Travail demandé: Recopiez intégralement l’extrait sur le sermon de Calvin consacré au livre de la Loi remis au roi, sans en modifier un seul mot ni un seul signe.

Texte présenté:
::::::
Mais, pour revenir aux sermons de Calvin, voici l’explication qu’il fournit de l’ordre donné au roi d’écrire une copie du livre de la Loi et de la lire tous les jours :

Ainsi notons qu’il a fallu qu’il y eût un livre spécialement dédié au roi, et que ce livre ici fût écrit d’une manière solennelle, et que les sacrificateurs et lévites en fussent témoins, et qu’il fût donné là comme par la main de Dieu. Car c’était autant comme si Dieu eût déclaré : Or donc, j’ai donné ma Loi à tout mon peuple, et je veux que tous les ans la mémoire en soit rafraîchie. Car le livre était là apporté, et on faisait aspersion du sang du sacrifice sur le livre, et puis sur tout le peuple, afin qu’il sache que nous sommes conjoints d’un lien inséparable avec la Loi de Dieu. Mais cela était-il fait ? Il y avait un livre second qui était apporté, et on le mettait entre les mains du roi, comme si on lui avait dit : Dieu t’oblige beaucoup plus que les personnes privées, afin que tu saches quel est ton devoir : c’est que tu sois mieux enseigné que tous les autres, et que tu dois leur montrer exemple, et que tu te maintiennes en telle sorte que le peuple te tienne pour son guide. Voilà donc ce que notre Seigneur a voulu en ce passage. Et de fait, regardons un peu combien la charge des princes est difficile : quand il n’y aura qu’une ville ou un village à gouverner, encore le juge s’y trouvera-t-il bien empêché. Que sera-ce donc d’un royaume ? Mais il faut que tous magistrats et gens de justice appliquent ceci à eux, qu’ils sachent que leur charge surpasse toute leur faculté et que jamais ils n’en pourront venir à bout, à moins que Dieu leur donne son Saint-Esprit9 [9].
::::::
Données fournies:
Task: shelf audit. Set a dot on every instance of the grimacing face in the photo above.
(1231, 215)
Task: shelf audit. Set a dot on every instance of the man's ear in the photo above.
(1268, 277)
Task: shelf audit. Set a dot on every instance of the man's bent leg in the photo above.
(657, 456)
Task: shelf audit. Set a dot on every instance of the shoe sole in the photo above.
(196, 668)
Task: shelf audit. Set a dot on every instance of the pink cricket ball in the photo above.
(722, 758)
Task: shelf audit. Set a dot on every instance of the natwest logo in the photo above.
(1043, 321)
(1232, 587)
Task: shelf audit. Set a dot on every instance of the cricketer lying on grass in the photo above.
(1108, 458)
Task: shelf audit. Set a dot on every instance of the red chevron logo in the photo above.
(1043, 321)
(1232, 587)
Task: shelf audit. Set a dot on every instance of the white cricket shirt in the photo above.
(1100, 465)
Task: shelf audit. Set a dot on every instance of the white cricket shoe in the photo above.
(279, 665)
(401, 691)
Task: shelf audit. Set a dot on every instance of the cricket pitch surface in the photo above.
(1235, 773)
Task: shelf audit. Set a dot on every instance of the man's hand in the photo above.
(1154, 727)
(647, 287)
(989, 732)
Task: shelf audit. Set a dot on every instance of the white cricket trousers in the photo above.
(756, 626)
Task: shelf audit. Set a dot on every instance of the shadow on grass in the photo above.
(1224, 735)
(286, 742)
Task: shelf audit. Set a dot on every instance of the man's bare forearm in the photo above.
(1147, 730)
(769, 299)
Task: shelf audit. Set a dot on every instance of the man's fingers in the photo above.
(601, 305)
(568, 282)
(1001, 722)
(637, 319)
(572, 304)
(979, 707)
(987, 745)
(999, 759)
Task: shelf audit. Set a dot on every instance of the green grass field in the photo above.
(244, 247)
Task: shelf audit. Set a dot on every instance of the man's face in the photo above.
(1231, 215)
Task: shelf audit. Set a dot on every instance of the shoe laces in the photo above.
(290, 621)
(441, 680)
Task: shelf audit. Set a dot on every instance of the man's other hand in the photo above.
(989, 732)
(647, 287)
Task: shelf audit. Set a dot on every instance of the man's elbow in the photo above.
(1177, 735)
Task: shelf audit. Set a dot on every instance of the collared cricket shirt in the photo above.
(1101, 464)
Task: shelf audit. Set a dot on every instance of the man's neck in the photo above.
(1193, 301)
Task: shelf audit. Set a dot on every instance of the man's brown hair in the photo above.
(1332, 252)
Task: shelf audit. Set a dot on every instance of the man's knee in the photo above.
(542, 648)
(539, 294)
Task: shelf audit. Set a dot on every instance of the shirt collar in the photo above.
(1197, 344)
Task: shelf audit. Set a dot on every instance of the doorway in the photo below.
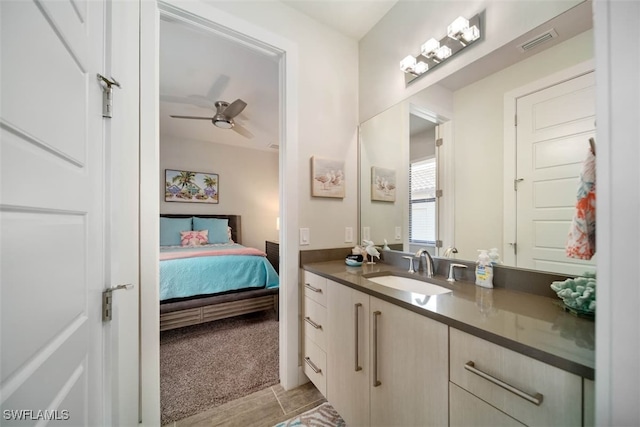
(290, 374)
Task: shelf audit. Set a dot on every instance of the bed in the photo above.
(218, 279)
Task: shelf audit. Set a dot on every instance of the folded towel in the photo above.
(581, 242)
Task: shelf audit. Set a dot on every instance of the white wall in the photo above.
(327, 111)
(478, 141)
(408, 24)
(247, 183)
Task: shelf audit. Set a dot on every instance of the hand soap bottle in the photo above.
(484, 270)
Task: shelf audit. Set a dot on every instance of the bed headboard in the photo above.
(234, 223)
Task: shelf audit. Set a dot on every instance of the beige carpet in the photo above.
(204, 366)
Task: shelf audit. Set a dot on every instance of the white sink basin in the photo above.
(409, 285)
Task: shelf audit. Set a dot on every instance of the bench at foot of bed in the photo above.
(206, 309)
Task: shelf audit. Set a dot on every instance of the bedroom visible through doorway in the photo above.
(202, 73)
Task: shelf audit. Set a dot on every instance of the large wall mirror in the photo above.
(506, 186)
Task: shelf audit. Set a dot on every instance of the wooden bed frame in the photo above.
(180, 312)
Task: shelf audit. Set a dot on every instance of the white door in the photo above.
(553, 131)
(54, 180)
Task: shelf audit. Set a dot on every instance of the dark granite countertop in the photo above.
(533, 325)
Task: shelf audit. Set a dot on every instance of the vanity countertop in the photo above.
(533, 325)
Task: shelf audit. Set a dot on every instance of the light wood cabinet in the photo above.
(386, 365)
(412, 368)
(467, 410)
(348, 353)
(314, 315)
(526, 389)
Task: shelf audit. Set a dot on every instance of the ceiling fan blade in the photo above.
(192, 117)
(235, 108)
(242, 130)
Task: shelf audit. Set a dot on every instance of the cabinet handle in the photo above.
(376, 381)
(312, 365)
(312, 323)
(356, 306)
(535, 399)
(308, 286)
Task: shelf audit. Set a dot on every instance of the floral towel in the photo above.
(581, 242)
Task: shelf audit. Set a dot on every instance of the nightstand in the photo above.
(273, 254)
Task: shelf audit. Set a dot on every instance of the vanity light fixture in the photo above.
(460, 34)
(461, 31)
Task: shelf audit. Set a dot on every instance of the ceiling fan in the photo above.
(224, 116)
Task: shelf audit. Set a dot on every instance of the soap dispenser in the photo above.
(484, 270)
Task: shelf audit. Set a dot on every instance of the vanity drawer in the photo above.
(465, 409)
(540, 394)
(315, 287)
(314, 365)
(315, 322)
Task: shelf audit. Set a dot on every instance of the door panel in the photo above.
(554, 127)
(51, 208)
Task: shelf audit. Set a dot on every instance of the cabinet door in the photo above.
(410, 368)
(348, 353)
::::::
Réponse rédigée:
Mais, pour revenir aux sermons de Calvin, voici l’explication qu’il fournit de l’ordre donné au roi d’écrire une copie du livre de la Loi et de la lire tous les jours :

Ainsi notons qu’il a fallu qu’il y eût un livre spécialement dédié au roi, et que ce livre ici fût écrit d’une manière solennelle, et que les sacrificateurs et lévites en fussent témoins, et qu’il fût donné là comme par la main de Dieu. Car c’était autant comme si Dieu eût déclaré : Or donc, j’ai donné ma Loi à tout mon peuple, et je veux que tous les ans la mémoire en soit rafraîchie. Car le livre était là apporté, et on faisait aspersion du sang du sacrifice sur le livre, et puis sur tout le peuple, afin qu’il sache que nous sommes conjoints d’un lien inséparable avec la Loi de Dieu. Mais cela était-il fait ? Il y avait un livre second qui était apporté, et on le mettait entre les mains du roi, comme si on lui avait dit : Dieu t’oblige beaucoup plus que les personnes privées, afin que tu saches quel est ton devoir : c’est que tu sois mieux enseigné que tous les autres, et que tu dois leur montrer exemple, et que tu te maintiennes en telle sorte que le peuple te tienne pour son guide. Voilà donc ce que notre Seigneur a voulu en ce passage. Et de fait, regardons un peu combien la charge des princes est difficile : quand il n’y aura qu’une ville ou un village à gouverner, encore le juge s’y trouvera-t-il bien empêché. Que sera-ce donc d’un royaume ? Mais il faut que tous magistrats et gens de justice appliquent ceci à eux, qu’ils sachent que leur charge surpasse toute leur faculté et que jamais ils n’en pourront venir à bout, à moins que Dieu leur donne son Saint-Esprit9 [9].